What to produce:
Reproduce the listing below with every "Target" changed to "Object" and all other text left as it is. Leave the pictures out.

Dataset entries:
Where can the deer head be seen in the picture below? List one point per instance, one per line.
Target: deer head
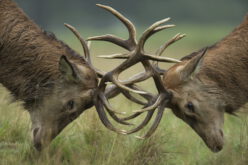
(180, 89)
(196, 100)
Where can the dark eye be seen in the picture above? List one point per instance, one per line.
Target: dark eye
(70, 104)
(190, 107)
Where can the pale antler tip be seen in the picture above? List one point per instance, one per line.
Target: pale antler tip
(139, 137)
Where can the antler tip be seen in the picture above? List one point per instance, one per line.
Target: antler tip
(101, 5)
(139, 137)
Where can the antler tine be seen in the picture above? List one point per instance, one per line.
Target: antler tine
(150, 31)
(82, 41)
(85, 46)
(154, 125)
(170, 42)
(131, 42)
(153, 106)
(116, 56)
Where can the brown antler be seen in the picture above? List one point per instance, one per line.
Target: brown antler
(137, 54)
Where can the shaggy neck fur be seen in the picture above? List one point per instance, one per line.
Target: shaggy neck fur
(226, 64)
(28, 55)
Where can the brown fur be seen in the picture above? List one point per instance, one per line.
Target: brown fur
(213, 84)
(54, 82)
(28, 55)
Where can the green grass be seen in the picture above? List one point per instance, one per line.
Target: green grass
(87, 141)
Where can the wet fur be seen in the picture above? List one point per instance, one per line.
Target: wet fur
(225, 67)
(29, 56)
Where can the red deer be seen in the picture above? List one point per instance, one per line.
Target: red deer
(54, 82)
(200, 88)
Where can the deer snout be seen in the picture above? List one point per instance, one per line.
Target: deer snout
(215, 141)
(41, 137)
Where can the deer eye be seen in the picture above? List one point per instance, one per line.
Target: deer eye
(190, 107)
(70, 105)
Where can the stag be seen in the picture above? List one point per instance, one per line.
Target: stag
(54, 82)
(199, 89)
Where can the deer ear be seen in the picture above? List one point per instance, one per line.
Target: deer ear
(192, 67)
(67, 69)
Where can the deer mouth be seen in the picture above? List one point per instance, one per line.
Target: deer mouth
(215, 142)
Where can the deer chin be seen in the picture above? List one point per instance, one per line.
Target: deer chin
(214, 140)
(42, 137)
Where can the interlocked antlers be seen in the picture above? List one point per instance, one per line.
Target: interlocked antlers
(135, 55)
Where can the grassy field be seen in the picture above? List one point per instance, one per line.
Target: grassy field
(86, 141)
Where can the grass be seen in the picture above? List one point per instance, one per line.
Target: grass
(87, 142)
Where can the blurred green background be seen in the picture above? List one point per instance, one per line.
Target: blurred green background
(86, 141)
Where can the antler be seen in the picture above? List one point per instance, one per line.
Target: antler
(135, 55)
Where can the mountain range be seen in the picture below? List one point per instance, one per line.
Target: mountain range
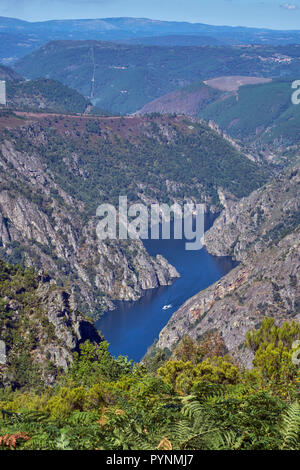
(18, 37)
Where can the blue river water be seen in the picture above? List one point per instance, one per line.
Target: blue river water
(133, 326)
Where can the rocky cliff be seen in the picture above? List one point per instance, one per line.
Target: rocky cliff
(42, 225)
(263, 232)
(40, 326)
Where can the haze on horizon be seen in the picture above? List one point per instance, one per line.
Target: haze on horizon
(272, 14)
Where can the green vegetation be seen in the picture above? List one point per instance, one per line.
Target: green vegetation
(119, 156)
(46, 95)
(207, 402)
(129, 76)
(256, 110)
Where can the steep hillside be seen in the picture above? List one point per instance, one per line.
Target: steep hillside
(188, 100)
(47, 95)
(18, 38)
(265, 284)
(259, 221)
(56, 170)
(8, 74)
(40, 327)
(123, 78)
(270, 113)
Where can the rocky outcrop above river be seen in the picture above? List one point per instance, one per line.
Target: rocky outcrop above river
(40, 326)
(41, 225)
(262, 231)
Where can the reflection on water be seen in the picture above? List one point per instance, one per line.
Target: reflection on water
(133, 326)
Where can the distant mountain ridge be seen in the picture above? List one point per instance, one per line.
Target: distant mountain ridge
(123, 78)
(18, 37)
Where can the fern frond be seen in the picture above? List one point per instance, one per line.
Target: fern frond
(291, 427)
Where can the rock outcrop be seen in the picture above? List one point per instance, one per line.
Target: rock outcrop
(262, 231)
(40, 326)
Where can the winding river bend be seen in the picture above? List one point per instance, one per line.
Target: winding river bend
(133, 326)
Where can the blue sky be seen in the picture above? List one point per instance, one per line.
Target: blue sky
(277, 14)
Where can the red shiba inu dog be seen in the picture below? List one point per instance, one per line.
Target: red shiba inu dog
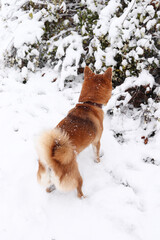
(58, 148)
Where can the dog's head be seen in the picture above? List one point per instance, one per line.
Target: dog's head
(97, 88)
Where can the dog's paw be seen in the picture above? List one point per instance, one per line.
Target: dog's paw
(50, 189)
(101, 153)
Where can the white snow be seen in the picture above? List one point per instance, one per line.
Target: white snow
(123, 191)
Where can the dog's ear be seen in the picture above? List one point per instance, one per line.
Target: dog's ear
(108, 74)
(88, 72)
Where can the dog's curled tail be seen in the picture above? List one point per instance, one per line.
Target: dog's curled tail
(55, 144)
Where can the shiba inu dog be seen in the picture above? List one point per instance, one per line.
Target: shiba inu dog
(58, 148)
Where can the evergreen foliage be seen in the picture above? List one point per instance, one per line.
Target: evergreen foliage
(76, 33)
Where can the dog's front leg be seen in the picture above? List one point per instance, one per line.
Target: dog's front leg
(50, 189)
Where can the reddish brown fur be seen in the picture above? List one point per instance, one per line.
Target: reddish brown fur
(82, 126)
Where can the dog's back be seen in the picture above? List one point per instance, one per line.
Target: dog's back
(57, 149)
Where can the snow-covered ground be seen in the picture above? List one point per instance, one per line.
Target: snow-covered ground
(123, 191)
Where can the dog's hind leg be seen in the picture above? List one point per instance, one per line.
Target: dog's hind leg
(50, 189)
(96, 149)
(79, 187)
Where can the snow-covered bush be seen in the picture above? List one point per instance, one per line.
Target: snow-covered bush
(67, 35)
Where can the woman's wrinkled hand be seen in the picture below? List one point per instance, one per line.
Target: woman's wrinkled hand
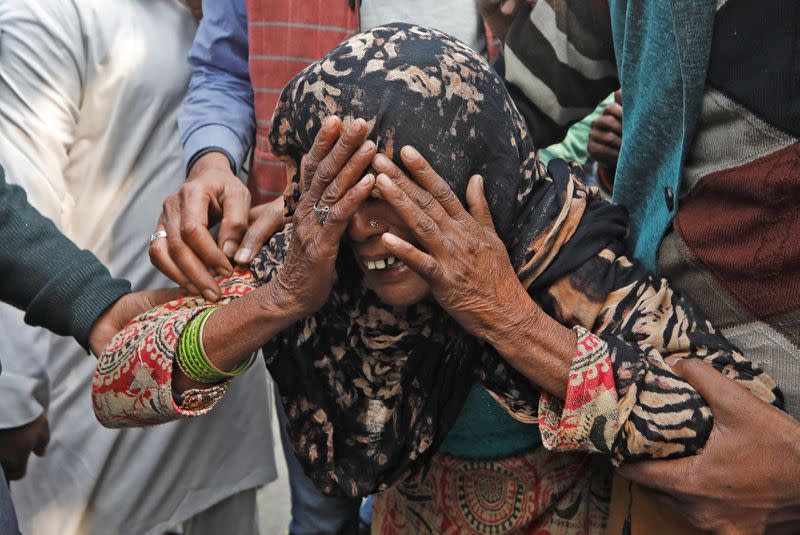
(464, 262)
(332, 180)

Response to this exercise:
Where can the deer head be seen in the picture below? List one point per instance, one per line.
Object: deer head
(180, 89)
(196, 100)
Where can the dark eye be seen in the picture above? List one point per instance, one per line.
Object: dark eye
(70, 104)
(190, 107)
Where can the pale antler tip be seen in the picture above? List one point per instance, one per line.
Object: pale antler tip
(139, 137)
Where can the antler tip be seen in the picture above? List one point per instance, one per line.
Object: antler tip
(101, 5)
(139, 137)
Where can the antler tine be seen in the picture above? List one point per instance, one per line.
Object: antler tine
(150, 31)
(82, 41)
(85, 46)
(154, 125)
(170, 42)
(131, 42)
(153, 106)
(116, 56)
Where can the brown antler be seen in the picture above? List one point per instance, one per line.
Object: brown antler
(137, 54)
Where can the shaggy neck fur be seen in the picture above? List one point per instance, one per line.
Object: shaggy neck fur
(226, 64)
(28, 55)
Where can the brown fur be seen in the picture above? List one point per instance, one per line.
Object: brown fur
(213, 84)
(54, 82)
(28, 55)
Where can the green grass be seen in the picture above? List one point per instance, one per line.
Object: green grass
(87, 141)
Where can the wet fur be seen in the picture above? List one point per instance, one per line.
Object: wet fur
(225, 67)
(29, 56)
Where can the red deer be seen in the picture above? List one point per instance, one per line.
Object: red deer
(54, 82)
(200, 88)
Where can the deer snout be seen in the picture above? List one point per instance, one per line.
Object: deer snout
(215, 141)
(41, 137)
Where can the deer eye be seen in the picture above? List one point per instance, one per line.
Object: deer eye
(190, 107)
(70, 105)
Where can the stag be seen in the picture above? List one point per instance, one per line.
Object: stag
(54, 82)
(199, 89)
Where can the deer ear be seen in the picture above? List one point per instance, one per line.
Object: deer ear
(192, 67)
(67, 69)
Where can the deer mouth be seen in the picture above? List one point per instance, one per line.
Object: deer mouth
(215, 142)
Where can the deer chin be seen in the picture above? List one point per instance, one per line.
Object: deer chin
(214, 140)
(42, 137)
Where can the interlocked antlers be seen in the picture above? List one point per instance, one per line.
Object: interlocked antlers
(135, 55)
Where can the grassy field be seen in the picture above? List one point per instance, one per line.
Object: grassy field
(86, 141)
Where can the grass be seen in the picture above? List one point per instance, one per line.
Object: grass
(87, 142)
Where can the blurred green background be seen in the picture above? List one point per instance, one per line.
Object: blurred green background
(86, 141)
Where can the antler be seen in the picture above? List one point per instance, one per line.
Object: antler
(135, 55)
Where can the mountain range be seen in the picture below? List one point per instance, one per line.
Object: mountain range
(18, 37)
Where can the blue river water be seen in the picture above? List one point per instance, one per line.
Object: blue river water
(133, 326)
Where can the rocky cliff be seen in the picture above? List one point per instance, one per line.
Object: rocky cliff
(42, 225)
(263, 232)
(40, 326)
Where can the haze on horizon be seen in the picture above? List one point per instance, one per line.
Object: haze on horizon
(272, 14)
Where can the green vegetation be seen in the picture above? List one point per instance, one per line.
Object: green vegetation
(119, 156)
(46, 95)
(207, 402)
(129, 76)
(256, 110)
Where can the steep hillside be seen in the picture above? List one point per instance, one per line.
Object: steep hillside
(188, 100)
(47, 95)
(18, 38)
(265, 284)
(259, 221)
(56, 170)
(8, 74)
(40, 327)
(123, 78)
(270, 113)
Where can the rocky outcrop above river be seen in the picture above? List one point per instance, one per line.
Object: rocky outcrop above river
(40, 326)
(41, 225)
(262, 231)
Where can the reflection on water be seen in the picture above? List one point per instance, one per line.
Object: reflection on water
(133, 326)
Where can the distant mountain ridge be seen in the picture above? List one point per instance, one per line.
Object: distant mountain ridge
(123, 78)
(18, 37)
Where can the fern frond be seen in the picture above? List one point per instance, one per line.
Object: fern frond
(291, 427)
Where can the rock outcrop be seen in the picture above? List one point per instance, one per line.
Object: rock outcrop
(262, 231)
(40, 326)
Where can the winding river bend be seen in the picture above? List one point per instance, one per line.
Object: winding river bend
(133, 326)
Where can the blue sky be seen in the picture above? List one point per instance, one per line.
Object: blue sky
(277, 14)
Where can the red shiba inu dog be seen in the picture below? List one point per instance, one per line.
Object: red shiba inu dog
(58, 148)
Where can the dog's head be seen in the picture above? List one point per instance, one per line.
Object: dog's head
(97, 88)
Where can the dog's paw be seen in the picture above? List one point per instance, one per line.
Object: dog's paw
(50, 189)
(101, 153)
Where can the white snow be seen in the picture above? List one point per instance, one per line.
Object: white snow
(123, 191)
Where can the dog's ear be seen in the picture above? List one point per instance, one per line.
Object: dog's ear
(108, 74)
(88, 72)
Where can the dog's curled tail be seen in the picture above? List one point per instance, one per line.
Object: dog's curled tail
(55, 144)
Where can the shiba inu dog be seen in the picture above? List one point per instance, one per line.
Object: shiba inu dog
(58, 148)
Where can the evergreen foliage be seen in the picture above? List one point per instance, one per line.
Object: evergreen foliage
(76, 33)
Where can the dog's front leg be seen in the picture above? List one point per instance, one per line.
Object: dog's front leg
(50, 189)
Where can the reddish brown fur be seen in the picture above? List one point per instance, one per line.
Object: reddish brown fur
(82, 126)
Where can the dog's back be seen in the picture above? List one point per instance, one per line.
Object: dog's back
(57, 149)
Where can the snow-covered ground be seen in the picture above? List one point per instance, one per line.
Object: snow-covered ground
(123, 191)
Where can the dog's hind leg be seen in the picture above? List one point per instance, one per line.
Object: dog's hind leg
(50, 189)
(96, 149)
(79, 187)
Where can the snow-covered bush be seen in the picture above? List one point per instance, one per line.
Object: snow-covered bush
(67, 35)
Where can the woman's wrinkled hand be seen in the picture below? List one point per instance, one per line.
Object: woman's wrinkled hand
(464, 262)
(332, 180)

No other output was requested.